The timing turned out to be brilliant. China is in the midst of a leadership transition, when it is harder for important decisions to be taken quickly. The economy is looking shaky, with house prices falling across much of the country. The diplomatic blitzkrieg moved so fast and on so many fronts, with the strokes falling so hard and in such rapid succession, that China was unable to develop an organized and coherent response. And because Wen Jiabao’s appearance at the East Asia Summit, planned long before China had any inkling of the firestorm about to be unleashed, could not be canceled or changed, premier Wen Jiabao was trapped: he had to respond in public to all this while China was off balance and before the consultation, reflection and discussion that might have created an effective response.

In this position, he acted prudently, which is to say he did as little as possible. His public remarks were mild. He did not pound his fist (or, like former Soviet leader Nikita Khrushchev, his shoe) on the table. He did not rage against and upbraid his neighbors. He did not launch tirades about American arrogance and aggression. He uttered no threats but renounced no claims; he even participated in a quick unscheduled meeting with President Obama.

The effect of this passive and low key response (the only thing really, he could have done) is to reinforce the sense in Asia that the US has reasserted its primacy in a convincing way. The US acted, received strikingly widespread support, and China backed down.

That is in fact what happened, and it was as decisive a diplomatic victory as anyone is likely to see. Congratulations should go to President Obama and his national security team. The State Department, the Department of Defense and the White House have clearly been working effectively together on an intensive and complex strategy. They avoided leaks, they coordinated effectively with half a dozen countries, they deployed a range of instruments of power.  In the field of foreign policy, this was a coming of age of the Obama administration and it was conceived and executed about as flawlessly as these things ever can be.

It will not change the fundamental dynamics of a re-election race shaped so far by voter concern about poor economic performance, but the effects of the President’s re-assertion of American primacy in the Pacific will reinforce the public perception that he has grown into the foreign policy side of his job. He looked very presidential in Asia; those things count.

But a successful opening is not the same thing as a final win. The opening American gambit in the new great game was brilliant, but China also gets a move. On the one hand, the sweep, the scope and the success of the American moves make it hard for China to respond in kind; on the other hand, the humiliation and frustration (and, in some quarters, the fear) both inside the government and in society at large over these setbacks will compel some kind of response.

**Raw data:**

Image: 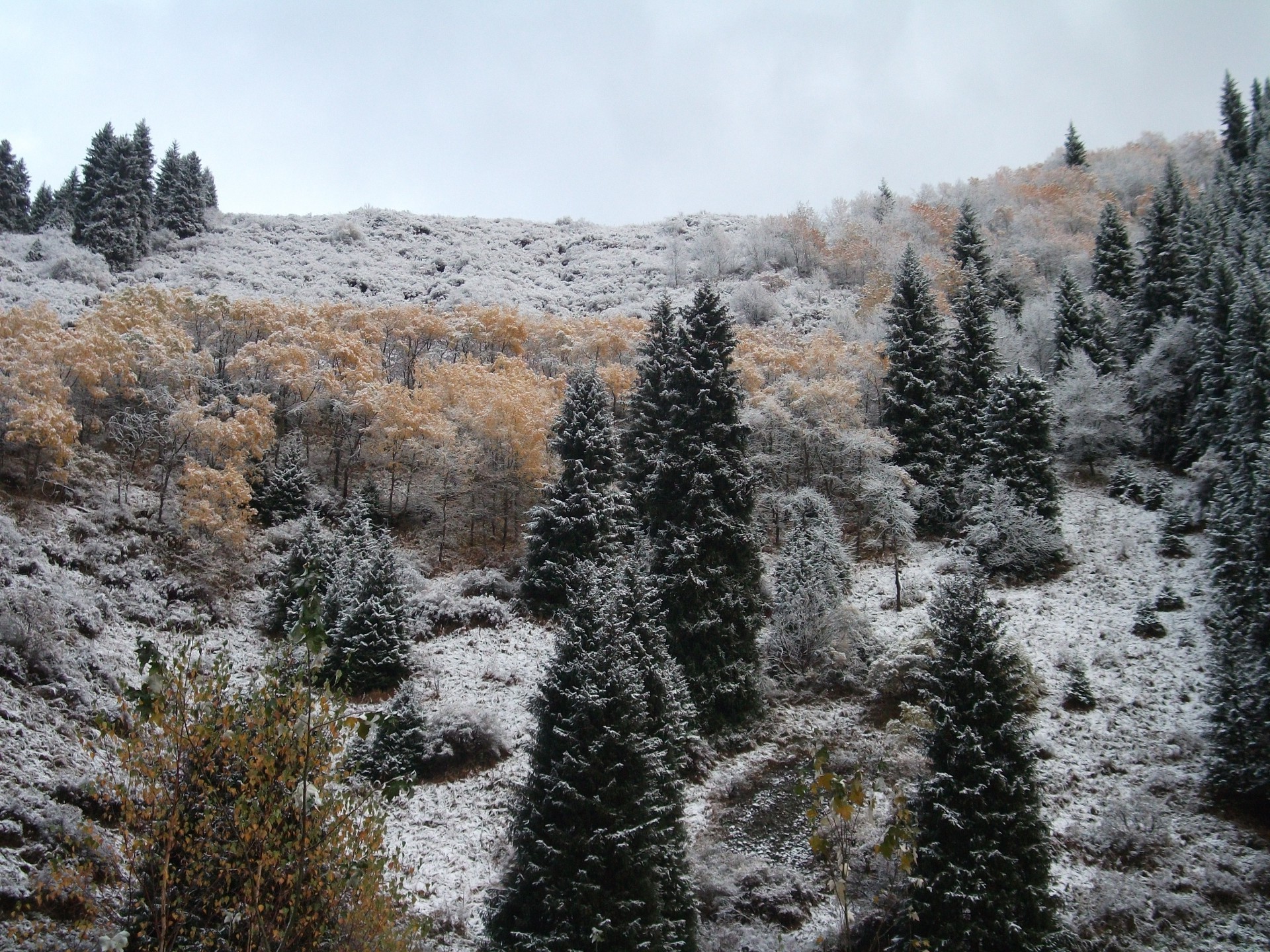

**What is asked:**
Summarize the excerpt above about the US diplomatic push in Asia in two sentences.

**Written solution:**
Caught off balance during a leadership transition and forced to respond in public at the East Asia Summit, Premier Wen Jiabao reacted mildly, which reinforced the sense in Asia that the US had convincingly reasserted its primacy. The excerpt calls this a decisive diplomatic victory for the Obama administration but warns that a successful opening is not a final win, since humiliation and frustration in China will compel some kind of response.